◆ **RECORD EXCERPTS**:
* * * * *

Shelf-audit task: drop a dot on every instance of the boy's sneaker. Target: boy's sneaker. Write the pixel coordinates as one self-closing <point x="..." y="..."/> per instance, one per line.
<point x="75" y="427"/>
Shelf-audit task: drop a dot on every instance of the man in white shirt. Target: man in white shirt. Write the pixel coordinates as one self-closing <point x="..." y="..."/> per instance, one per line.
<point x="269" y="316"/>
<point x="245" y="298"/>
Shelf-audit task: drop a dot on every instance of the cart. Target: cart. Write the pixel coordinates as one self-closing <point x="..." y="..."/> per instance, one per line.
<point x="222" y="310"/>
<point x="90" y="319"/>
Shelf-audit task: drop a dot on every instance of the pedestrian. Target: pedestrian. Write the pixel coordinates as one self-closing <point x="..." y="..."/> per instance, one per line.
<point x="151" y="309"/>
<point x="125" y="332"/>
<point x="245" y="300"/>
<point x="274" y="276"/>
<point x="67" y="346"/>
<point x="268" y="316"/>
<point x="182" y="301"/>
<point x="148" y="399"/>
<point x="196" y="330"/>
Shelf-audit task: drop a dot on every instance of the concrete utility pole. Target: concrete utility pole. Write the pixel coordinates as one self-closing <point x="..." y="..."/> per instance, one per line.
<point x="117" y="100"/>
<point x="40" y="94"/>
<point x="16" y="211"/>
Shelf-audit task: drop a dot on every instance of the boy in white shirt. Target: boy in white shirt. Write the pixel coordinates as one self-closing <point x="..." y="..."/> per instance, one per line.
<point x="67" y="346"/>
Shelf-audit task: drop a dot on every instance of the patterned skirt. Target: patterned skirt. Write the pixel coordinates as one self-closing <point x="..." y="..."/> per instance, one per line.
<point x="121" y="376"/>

* * * * *

◆ **EXERCISE**:
Write out every entry exactly as given.

◆ **COMPLETE OUTPUT**:
Shelf-audit task: drop a dot on every instance of the boy's sneaker. Target: boy's sneaker. Write the pixel coordinates as one self-closing <point x="..." y="..."/> per instance, one per line.
<point x="75" y="427"/>
Shelf-audit task: drop a dot on every instance of the man in white shirt. Target: man in white shirt. Write the pixel coordinates as one self-closing <point x="..." y="..."/> per instance, one per line.
<point x="269" y="316"/>
<point x="245" y="298"/>
Shelf-audit task: drop a dot on every instance of the cart. Target: cart. Write the pixel coordinates as one self-closing <point x="..." y="..."/> per instance, one per line.
<point x="222" y="310"/>
<point x="90" y="319"/>
Shelf-audit task: drop a dot on every instance of the pedestrian. Target: pedestrian. Write the pixel coordinates as one self-closing <point x="..." y="..."/> per instance, one per line.
<point x="151" y="309"/>
<point x="125" y="332"/>
<point x="245" y="300"/>
<point x="274" y="276"/>
<point x="67" y="346"/>
<point x="268" y="316"/>
<point x="182" y="301"/>
<point x="148" y="399"/>
<point x="196" y="330"/>
Shelf-audit task: drop a dot on every instance of the concrete utility pole. Target: concrete utility pole. Write the pixel coordinates as one self-closing <point x="..." y="..."/> per instance, one per line.
<point x="117" y="100"/>
<point x="40" y="94"/>
<point x="16" y="211"/>
Shelf-audit task: drop a dot on every instance of the boy in white shirt. Target: boy in white shirt. Write the pixel coordinates as one self-closing <point x="..." y="..."/> per instance, one per line.
<point x="67" y="346"/>
Shelf-audit task: drop a dot on every instance of the patterned skirt. Target: patterned skirt. Write the pixel coordinates as one self-closing <point x="..." y="..."/> per instance, one per line.
<point x="121" y="376"/>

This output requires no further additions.